Items from a pointing dataset:
— start —

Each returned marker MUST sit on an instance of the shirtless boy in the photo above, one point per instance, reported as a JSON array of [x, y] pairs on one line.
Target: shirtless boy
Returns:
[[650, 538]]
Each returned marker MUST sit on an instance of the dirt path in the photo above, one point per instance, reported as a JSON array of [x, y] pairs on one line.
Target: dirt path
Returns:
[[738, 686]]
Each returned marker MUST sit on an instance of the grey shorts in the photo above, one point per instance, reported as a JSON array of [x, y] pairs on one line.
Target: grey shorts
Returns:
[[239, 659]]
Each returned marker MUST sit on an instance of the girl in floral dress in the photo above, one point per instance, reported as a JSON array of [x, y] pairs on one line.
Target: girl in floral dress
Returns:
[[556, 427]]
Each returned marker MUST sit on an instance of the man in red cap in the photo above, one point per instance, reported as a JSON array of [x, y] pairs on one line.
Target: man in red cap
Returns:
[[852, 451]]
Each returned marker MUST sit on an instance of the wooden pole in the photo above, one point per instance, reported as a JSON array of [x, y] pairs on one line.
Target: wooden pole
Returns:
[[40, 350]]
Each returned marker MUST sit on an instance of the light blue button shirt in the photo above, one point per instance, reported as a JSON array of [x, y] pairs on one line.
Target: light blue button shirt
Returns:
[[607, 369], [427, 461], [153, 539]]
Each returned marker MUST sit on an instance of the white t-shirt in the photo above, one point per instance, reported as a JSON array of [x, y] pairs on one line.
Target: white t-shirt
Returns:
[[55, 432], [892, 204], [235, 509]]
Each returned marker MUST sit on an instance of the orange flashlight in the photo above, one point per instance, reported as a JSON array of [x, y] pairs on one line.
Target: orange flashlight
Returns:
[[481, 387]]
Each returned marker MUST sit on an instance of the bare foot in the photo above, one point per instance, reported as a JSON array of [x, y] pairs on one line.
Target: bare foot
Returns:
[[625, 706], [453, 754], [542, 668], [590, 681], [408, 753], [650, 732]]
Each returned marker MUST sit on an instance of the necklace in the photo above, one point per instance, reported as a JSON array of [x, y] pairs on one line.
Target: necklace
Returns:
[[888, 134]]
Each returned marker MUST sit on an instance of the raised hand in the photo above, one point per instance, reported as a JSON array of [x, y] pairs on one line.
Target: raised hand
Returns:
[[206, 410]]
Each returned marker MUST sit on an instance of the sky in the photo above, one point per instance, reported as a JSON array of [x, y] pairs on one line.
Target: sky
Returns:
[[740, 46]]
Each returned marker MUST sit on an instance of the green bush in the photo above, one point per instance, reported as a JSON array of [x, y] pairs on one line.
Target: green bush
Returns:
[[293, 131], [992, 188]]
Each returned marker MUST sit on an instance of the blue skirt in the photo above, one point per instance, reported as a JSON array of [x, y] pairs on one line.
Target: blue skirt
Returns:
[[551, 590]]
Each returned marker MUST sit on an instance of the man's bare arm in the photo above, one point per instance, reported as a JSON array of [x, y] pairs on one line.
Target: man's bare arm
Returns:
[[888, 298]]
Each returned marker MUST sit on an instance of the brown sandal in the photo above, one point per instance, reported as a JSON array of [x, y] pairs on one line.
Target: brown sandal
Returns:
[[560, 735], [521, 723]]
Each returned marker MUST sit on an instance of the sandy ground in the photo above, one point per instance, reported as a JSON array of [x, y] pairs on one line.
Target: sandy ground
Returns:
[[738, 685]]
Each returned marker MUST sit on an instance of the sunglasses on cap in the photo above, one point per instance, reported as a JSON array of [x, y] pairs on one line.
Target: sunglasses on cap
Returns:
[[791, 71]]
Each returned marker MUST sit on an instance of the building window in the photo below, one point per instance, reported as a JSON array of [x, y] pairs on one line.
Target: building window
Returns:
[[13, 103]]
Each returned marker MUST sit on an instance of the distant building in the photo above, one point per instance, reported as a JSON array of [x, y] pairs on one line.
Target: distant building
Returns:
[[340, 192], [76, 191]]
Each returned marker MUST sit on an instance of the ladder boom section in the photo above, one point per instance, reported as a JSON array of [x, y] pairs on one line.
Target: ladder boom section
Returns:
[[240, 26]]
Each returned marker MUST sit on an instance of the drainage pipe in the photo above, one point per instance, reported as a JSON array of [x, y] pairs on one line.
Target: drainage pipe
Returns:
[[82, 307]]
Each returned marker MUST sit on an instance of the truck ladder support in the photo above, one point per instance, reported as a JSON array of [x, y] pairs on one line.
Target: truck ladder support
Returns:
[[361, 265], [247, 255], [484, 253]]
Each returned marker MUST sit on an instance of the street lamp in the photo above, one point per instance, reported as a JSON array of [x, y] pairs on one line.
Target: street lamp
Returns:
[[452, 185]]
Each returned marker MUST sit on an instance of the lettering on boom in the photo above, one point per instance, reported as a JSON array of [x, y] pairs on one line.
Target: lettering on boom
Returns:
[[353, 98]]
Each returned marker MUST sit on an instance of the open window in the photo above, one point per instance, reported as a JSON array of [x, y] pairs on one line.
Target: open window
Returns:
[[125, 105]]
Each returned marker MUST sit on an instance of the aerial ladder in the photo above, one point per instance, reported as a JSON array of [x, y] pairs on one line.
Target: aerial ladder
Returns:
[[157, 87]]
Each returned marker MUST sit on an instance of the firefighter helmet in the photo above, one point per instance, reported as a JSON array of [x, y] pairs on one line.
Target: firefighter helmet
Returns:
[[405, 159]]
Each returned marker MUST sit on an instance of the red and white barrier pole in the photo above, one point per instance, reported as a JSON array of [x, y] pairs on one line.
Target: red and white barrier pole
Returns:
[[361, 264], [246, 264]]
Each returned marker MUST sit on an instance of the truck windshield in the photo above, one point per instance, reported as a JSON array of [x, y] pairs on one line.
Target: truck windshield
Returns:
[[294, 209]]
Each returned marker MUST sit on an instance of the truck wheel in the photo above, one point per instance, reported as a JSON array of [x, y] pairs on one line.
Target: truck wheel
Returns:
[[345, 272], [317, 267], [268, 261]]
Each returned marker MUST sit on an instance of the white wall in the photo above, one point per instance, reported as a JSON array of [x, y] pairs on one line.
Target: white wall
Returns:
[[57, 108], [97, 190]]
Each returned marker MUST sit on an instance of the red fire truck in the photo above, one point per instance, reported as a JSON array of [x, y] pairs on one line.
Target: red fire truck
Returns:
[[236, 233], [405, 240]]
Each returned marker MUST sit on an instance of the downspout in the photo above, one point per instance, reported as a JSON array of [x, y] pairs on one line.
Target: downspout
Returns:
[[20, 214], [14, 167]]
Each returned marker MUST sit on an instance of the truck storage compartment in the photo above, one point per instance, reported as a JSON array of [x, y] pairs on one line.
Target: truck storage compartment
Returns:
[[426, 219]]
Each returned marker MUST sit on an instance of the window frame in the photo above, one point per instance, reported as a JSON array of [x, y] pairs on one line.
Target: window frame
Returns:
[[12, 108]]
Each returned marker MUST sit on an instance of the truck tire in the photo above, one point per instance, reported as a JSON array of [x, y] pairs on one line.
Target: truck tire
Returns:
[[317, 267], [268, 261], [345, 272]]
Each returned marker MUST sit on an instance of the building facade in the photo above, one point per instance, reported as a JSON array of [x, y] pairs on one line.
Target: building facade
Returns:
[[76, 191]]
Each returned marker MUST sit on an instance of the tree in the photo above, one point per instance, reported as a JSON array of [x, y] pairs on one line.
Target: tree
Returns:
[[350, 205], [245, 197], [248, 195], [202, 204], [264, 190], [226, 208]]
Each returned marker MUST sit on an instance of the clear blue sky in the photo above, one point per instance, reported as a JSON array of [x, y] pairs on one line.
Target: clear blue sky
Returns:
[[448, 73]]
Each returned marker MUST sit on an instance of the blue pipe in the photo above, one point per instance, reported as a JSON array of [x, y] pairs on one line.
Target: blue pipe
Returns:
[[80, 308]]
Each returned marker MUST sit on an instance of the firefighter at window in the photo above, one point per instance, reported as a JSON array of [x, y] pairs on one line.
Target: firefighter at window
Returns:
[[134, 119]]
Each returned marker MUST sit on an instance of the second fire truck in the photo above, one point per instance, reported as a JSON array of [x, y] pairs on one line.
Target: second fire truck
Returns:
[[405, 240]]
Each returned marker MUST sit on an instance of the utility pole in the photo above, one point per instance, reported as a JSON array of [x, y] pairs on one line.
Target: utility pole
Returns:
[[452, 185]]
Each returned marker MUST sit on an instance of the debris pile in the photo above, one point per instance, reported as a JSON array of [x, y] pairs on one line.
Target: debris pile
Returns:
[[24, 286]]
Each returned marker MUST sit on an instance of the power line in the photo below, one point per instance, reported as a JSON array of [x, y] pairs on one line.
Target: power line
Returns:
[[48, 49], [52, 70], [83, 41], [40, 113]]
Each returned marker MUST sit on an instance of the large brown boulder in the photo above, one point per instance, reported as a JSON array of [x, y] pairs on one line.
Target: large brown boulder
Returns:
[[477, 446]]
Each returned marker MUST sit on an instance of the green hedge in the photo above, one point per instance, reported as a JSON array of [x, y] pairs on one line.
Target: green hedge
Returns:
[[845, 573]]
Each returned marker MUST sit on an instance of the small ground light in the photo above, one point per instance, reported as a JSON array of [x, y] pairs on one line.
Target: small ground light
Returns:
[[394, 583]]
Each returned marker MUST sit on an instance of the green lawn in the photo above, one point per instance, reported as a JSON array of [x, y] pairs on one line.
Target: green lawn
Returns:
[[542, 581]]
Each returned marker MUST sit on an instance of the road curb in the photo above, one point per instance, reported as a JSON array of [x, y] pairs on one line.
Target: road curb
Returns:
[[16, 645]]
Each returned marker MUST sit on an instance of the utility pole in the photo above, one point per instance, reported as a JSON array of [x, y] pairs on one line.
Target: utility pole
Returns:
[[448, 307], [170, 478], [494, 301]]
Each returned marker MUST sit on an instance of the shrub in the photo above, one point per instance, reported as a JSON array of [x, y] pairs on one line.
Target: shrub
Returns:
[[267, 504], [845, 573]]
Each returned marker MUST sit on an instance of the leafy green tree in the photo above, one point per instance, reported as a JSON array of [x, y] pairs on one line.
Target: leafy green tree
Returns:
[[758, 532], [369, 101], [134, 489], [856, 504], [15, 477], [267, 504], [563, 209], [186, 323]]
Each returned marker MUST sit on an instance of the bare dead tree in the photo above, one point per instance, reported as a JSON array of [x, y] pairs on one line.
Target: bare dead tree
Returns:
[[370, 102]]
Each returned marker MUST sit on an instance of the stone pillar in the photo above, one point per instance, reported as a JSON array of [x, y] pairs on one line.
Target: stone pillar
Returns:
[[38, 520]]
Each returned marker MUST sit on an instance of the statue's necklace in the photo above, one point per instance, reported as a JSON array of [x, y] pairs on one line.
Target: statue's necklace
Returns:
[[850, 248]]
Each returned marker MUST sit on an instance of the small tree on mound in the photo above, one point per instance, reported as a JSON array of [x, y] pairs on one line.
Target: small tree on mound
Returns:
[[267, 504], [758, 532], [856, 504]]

— end —

* TASK GOAL
Rewrite as a numbered list the lines of the items above, beginning with the line containing "Each returned marker MUST sit on an instance of the wooden" and continuing through the line containing "[[481, 387]]", with any blank lines omitted.

* COMPLETED TASK
1. Each returned marker MUST sit on an instance of the wooden pole in the photo above, one point per instance, reported as a JSON array of [x, y] pairs on one line.
2. Target: wooden pole
3. Returns:
4. [[40, 350]]
5. Each returned marker MUST sit on an instance of the light blue button shirt in the photo above, one point per instance, reported as a JSON array of [x, y] pairs on one line.
6. Target: light blue button shirt
7. Returns:
8. [[607, 369], [427, 461], [153, 539]]
9. Each returned marker MUST sit on an instance of the white t-shirt in the photo above, one point per instance, reported as a JSON array of [x, y] pairs on one line.
10. Target: white t-shirt
11. Returns:
12. [[55, 432], [892, 204], [235, 509]]
13. Each returned marker MUST sit on an instance of the orange flashlight in the photo above, one point per instance, reported as a JSON array of [x, y] pairs on one line.
14. Target: orange flashlight
15. Returns:
16. [[481, 387]]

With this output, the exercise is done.